[START OF Document segment]

The next figure shows graphically the abstraction or

modelling process explained above:

Figure 1: Modelling process.

The following section illustrates this methodology

explaining the particular context evaluator designed

within the MARTA project (the same methodology

is being used in the MIDAS project).

4 MARTA

“CONTEXT EVALUATOR”

4.1 Actors

Actors are the system reference points for assessing

the current actual situation. So, taking the previously

explained methodology into account, three different

actors were considered to model the MARTA

context: Driver, vehicle and environment:

 Driver: the person who handles the vehicle on

the roads. This is the most unpredictable component

inside a car; the system must be fully aware of the

driver’s condition.

 Vehicle: the artefacts that the people use to move

from point A to point B.

 Environment: this entity includes all

climatological conditions; in this case these will be

reduced to three: rain, fog and daylight.

This group of three actors defines a three dimensions

space (3D) due to the fact that each actor state is

defined by only one group of sensors, and the

corresponding machine state within the MARTA

context evaluator. This means that the MARTA

context model is fully defined by three coordinates

reported according to each state for the three

machine states corresponding to the three groups of

sensors, each of which is linked to each of the above

mentioned actors.

4.2 Sensors Grouping

Sensors are the group of devices which are able to

provide basic information (car speed, acceleration

etc.), both directly acquired from transducers or via

communication protocols available in the system,

e.g. typical CAN bus in vehicles.

[END OF Document segment]
[START OF Records provided]

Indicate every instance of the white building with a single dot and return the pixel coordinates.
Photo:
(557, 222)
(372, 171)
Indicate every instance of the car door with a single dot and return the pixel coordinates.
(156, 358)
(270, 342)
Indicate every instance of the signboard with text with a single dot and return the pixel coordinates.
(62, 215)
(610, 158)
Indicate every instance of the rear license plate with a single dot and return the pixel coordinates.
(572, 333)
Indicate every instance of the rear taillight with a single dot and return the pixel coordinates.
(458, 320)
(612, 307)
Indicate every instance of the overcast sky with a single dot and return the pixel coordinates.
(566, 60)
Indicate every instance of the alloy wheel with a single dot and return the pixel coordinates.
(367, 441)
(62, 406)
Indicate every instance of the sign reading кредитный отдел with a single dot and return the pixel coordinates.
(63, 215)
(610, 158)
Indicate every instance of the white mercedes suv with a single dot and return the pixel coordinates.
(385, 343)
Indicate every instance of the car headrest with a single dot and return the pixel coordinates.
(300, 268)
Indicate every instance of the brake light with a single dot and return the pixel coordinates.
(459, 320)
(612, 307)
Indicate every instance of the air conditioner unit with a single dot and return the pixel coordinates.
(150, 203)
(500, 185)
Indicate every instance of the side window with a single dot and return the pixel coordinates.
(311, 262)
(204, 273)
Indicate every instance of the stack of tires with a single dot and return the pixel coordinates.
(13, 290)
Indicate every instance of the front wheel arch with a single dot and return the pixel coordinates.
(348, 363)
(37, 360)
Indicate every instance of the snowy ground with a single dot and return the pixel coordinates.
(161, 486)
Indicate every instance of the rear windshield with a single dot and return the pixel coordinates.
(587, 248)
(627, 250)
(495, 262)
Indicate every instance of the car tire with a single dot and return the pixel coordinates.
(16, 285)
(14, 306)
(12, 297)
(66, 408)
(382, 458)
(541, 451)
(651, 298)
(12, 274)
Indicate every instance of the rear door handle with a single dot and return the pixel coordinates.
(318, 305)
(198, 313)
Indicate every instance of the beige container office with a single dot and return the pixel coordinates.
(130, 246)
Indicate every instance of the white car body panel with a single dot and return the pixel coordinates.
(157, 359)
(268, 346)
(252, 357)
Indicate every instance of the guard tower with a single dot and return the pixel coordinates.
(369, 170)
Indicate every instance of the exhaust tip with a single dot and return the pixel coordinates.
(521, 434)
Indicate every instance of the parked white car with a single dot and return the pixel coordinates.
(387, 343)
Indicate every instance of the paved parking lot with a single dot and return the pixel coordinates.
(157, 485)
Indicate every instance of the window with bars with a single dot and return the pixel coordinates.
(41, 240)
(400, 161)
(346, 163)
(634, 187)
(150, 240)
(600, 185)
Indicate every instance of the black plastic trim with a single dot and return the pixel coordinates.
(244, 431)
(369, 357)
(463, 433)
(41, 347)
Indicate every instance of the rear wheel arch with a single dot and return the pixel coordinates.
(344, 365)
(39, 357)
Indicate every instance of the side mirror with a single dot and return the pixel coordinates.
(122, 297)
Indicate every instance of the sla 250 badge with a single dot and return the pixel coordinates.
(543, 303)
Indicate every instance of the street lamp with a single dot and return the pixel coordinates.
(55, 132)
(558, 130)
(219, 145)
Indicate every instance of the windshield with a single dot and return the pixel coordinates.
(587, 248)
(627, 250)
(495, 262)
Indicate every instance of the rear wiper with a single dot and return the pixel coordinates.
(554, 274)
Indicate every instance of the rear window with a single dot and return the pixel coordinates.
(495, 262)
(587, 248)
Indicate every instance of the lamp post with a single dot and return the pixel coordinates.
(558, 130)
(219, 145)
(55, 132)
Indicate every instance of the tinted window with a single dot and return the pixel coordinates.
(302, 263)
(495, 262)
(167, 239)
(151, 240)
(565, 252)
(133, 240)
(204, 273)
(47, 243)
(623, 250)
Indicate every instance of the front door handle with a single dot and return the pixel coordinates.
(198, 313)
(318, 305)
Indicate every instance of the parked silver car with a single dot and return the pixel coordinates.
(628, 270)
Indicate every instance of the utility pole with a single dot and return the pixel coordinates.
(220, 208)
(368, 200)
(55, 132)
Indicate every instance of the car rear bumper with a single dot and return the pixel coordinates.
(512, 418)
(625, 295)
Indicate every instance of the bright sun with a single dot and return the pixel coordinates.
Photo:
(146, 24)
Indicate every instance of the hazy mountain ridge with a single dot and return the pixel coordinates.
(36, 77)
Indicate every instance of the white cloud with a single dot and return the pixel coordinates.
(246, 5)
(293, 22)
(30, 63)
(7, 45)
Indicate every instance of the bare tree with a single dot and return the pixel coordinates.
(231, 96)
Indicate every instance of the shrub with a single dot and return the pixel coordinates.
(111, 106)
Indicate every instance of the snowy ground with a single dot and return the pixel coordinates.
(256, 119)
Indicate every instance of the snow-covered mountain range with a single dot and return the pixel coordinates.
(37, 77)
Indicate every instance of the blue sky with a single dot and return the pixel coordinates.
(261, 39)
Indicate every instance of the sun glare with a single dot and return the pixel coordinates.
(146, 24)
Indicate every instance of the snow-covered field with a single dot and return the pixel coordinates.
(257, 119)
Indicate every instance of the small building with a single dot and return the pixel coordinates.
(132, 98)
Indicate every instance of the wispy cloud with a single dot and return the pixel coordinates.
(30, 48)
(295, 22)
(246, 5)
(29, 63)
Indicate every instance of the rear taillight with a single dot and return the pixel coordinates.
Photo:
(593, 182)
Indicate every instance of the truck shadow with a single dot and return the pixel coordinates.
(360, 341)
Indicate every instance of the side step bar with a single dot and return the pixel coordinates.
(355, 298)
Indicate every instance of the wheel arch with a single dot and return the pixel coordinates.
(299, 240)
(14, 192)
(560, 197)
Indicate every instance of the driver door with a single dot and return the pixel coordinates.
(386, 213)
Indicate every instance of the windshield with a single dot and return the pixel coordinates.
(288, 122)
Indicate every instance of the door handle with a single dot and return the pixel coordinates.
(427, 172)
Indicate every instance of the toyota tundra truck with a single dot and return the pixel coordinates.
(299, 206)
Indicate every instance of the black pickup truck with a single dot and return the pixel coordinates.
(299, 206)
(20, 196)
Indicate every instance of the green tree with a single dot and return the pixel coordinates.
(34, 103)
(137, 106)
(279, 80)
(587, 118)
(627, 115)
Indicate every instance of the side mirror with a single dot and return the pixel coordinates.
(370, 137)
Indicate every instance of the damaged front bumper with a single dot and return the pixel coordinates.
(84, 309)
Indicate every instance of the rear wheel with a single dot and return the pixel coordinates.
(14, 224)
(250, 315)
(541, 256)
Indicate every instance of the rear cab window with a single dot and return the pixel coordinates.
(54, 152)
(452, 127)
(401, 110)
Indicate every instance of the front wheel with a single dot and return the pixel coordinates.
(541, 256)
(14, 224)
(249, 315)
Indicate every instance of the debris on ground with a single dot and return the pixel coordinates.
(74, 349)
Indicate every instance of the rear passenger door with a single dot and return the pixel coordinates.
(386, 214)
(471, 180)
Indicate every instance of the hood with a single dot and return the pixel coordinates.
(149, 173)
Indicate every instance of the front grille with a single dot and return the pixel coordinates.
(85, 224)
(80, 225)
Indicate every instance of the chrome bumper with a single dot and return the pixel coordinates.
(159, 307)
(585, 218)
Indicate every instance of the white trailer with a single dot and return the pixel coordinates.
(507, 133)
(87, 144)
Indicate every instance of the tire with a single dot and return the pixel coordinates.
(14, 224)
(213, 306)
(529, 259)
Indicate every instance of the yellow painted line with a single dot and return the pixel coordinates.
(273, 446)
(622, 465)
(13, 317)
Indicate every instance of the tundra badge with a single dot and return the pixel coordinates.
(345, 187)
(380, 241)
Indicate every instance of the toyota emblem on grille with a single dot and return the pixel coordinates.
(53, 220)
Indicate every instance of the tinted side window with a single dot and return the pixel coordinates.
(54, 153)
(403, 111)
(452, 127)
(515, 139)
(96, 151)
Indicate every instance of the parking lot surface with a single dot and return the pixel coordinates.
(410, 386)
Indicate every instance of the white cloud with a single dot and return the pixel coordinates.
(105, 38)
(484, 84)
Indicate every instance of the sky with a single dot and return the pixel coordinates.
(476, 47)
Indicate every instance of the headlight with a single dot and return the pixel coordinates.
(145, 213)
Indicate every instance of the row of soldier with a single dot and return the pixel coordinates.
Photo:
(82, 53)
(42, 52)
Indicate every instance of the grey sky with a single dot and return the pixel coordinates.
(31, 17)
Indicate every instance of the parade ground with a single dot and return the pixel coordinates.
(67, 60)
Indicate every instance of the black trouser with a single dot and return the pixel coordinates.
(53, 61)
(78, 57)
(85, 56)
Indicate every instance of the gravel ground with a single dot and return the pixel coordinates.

[END OF Records provided]

Required tasks:
- 1) In the excerpt on the MARTA context evaluator, which three conditions is the environment reduced to?
- 2) Quote the excerpt on the MARTA context evaluator word for word, beginning at the words "from point A" and ending after the words "fog and daylight.".
- 3) Write what comes next in the excerpt on the MARTA context evaluator, picking up after its final sentence about sensors.
The data shown here come from a different source than the text.

Responses to the tasks:
- 1) Rain, fog and daylight.

- 2)
from point A to point B.

 Environment: this entity includes all

climatological conditions; in this case these will be

reduced to three: rain, fog and daylight.

- 3)
Within the MARTA concept, the sensors

collection is shown below ordered by actor:

Apart from these sensors, an additional sensor

known as “ignition” is used to establish whether the

vehicle engine is switched on or off for each actor.

All this information collected by means of these

sensors enables us to prioritize any given message

over another depending on the context or the driving

situation for the car HMI (user interface) in the

MARTA project. In this way the real world is

reduced to three different groups of sensors, and the

corresponding machines states, and all the different

states for each group are explained in the next

section.

4.3 Machine States

As has been mentioned before, each group of

sensors has its own machine states representing the

behaviour of the related actor. Therefore, the

corresponding machines states designed for the

MARTA project are shown the following three sub-

sections for Driver, Vehicle and Environment.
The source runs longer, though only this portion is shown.